El escargot azul

Categoría: Deportes

El arte de la modestia

Recuerdo una fría, muy fría, tarde de febrero. Era el año 2009. Mi hermano pequeño y yo asistíamos a un partido de fútbol. Un partido de los de toda la vida. Un partido, para mí, inolvidable. Sin cámaras, sin marketing y sin ningún atisbo mediático. Allí, en el Ciutat de València, se respiraba pureza. Era un Levante-Murcia que terminó con una ajustada victoria para nosotros, los locales. Apenas eramos unos tres mil espectadores los que nos habíamos acercado a ver el partido. Y, como digo, siempre lo recordaré. Esa tarde, los pocos que allí estábamos, decidimos arrimar el hombro por un equipo por el que no apostaba nadie. No era fácil ser del Levante por aquel entonces, pero mi hermano y yo, valientes y felices, estábamos dispuestos a enredarnos en esa travesía por el desierto, soñando con ver algún día al Levante en primera.

Desde aquel entonces hasta hoy el Levante ha cambiado mucho. Aquella travesía tuvo un final feliz. Aquel sueño que compartíamos mi hermano y yo se convirtió en realidad. El técnico milagro, Luis García, entró en la historia del club. Uno de los mejores gestores que yo he conocido en el mundo del fútbol, Quico Catalán, puso las bases para levantar un edificio estable. Y esa catedral futbolística que es el Levante la ideó, con escuadra y cartabón, Manolo Salvador, mientras el pico y la pala quedaban en manos de jugadores como Ballesteros, Juanfran, Manolo Reina, Iborra, Gorka Larrea, Pallardó, Javi Guerra y tantos otros. La tormenta pasó y las nubes se marcharon. Hoy el Levante es un equipo reconocible y reconocido. Socialmente ha crecido una barbaridad. En lo económico el club ya no vive agobiado, y deportivamente… ¡jugamos en primera! ¿Alguien, en aquel 2009, imaginaba esto a día de hoy?
==*==
Cita de forma íntegra y literal el texto anterior sobre el Levante.

**Datos registrados**.
==*==
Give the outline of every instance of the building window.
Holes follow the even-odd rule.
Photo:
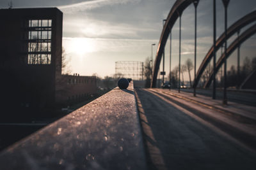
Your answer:
[[[28,64],[51,64],[51,20],[29,20]]]

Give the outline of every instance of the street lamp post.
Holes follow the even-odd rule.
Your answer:
[[[180,39],[181,39],[181,15],[178,12],[180,19],[180,31],[179,31],[179,92],[180,92]]]
[[[213,0],[213,75],[212,99],[216,99],[216,0]]]
[[[164,26],[164,22],[166,22],[166,20],[163,20],[163,27]],[[162,81],[162,85],[164,84],[164,49],[165,49],[165,46],[164,46],[164,50],[163,51],[163,81]]]
[[[156,45],[156,44],[151,44],[151,67],[153,69],[153,46]]]
[[[194,68],[194,85],[196,82],[196,8],[199,0],[193,2],[195,6],[195,68]],[[196,96],[196,86],[194,87],[194,96]]]
[[[172,88],[172,31],[170,31],[170,90]]]
[[[230,0],[222,0],[225,8],[225,59],[224,59],[224,90],[223,104],[227,104],[227,8]]]
[[[239,41],[239,33],[240,33],[240,30],[237,31],[237,38],[238,38],[238,41]],[[240,86],[240,45],[237,46],[237,89],[239,89]]]

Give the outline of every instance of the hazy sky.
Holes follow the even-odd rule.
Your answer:
[[[97,73],[102,77],[115,73],[116,61],[145,61],[147,57],[151,56],[152,43],[157,44],[153,48],[155,57],[163,29],[162,20],[166,18],[175,1],[12,1],[13,8],[58,7],[63,13],[63,46],[70,60],[72,73],[88,76]],[[10,1],[1,0],[0,8],[8,8],[8,2]],[[218,37],[224,31],[224,8],[221,0],[216,0],[216,3]],[[212,0],[200,0],[198,6],[198,67],[213,41],[212,4]],[[255,10],[255,0],[230,0],[228,26]],[[193,60],[194,11],[191,4],[182,14],[182,63],[189,57]],[[173,28],[172,35],[172,67],[173,68],[178,64],[179,22]],[[256,36],[253,36],[242,45],[242,61],[244,56],[256,56],[255,40]],[[169,71],[169,41],[166,46],[166,71]],[[236,65],[236,60],[235,51],[228,59],[228,66]]]

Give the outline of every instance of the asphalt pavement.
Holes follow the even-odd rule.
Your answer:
==*==
**Solución de la tarea**.
El escargot azul

Categoría: Deportes

El arte de la modestia

Recuerdo una fría, muy fría, tarde de febrero. Era el año 2009. Mi hermano pequeño y yo asistíamos a un partido de fútbol. Un partido de los de toda la vida. Un partido, para mí, inolvidable. Sin cámaras, sin marketing y sin ningún atisbo mediático. Allí, en el Ciutat de València, se respiraba pureza. Era un Levante-Murcia que terminó con una ajustada victoria para nosotros, los locales. Apenas eramos unos tres mil espectadores los que nos habíamos acercado a ver el partido. Y, como digo, siempre lo recordaré. Esa tarde, los pocos que allí estábamos, decidimos arrimar el hombro por un equipo por el que no apostaba nadie. No era fácil ser del Levante por aquel entonces, pero mi hermano y yo, valientes y felices, estábamos dispuestos a enredarnos en esa travesía por el desierto, soñando con ver algún día al Levante en primera.

Desde aquel entonces hasta hoy el Levante ha cambiado mucho. Aquella travesía tuvo un final feliz. Aquel sueño que compartíamos mi hermano y yo se convirtió en realidad. El técnico milagro, Luis García, entró en la historia del club. Uno de los mejores gestores que yo he conocido en el mundo del fútbol, Quico Catalán, puso las bases para levantar un edificio estable. Y esa catedral futbolística que es el Levante la ideó, con escuadra y cartabón, Manolo Salvador, mientras el pico y la pala quedaban en manos de jugadores como Ballesteros, Juanfran, Manolo Reina, Iborra, Gorka Larrea, Pallardó, Javi Guerra y tantos otros. La tormenta pasó y las nubes se marcharon. Hoy el Levante es un equipo reconocible y reconocido. Socialmente ha crecido una barbaridad. En lo económico el club ya no vive agobiado, y deportivamente… ¡jugamos en primera! ¿Alguien, en aquel 2009, imaginaba esto a día de hoy?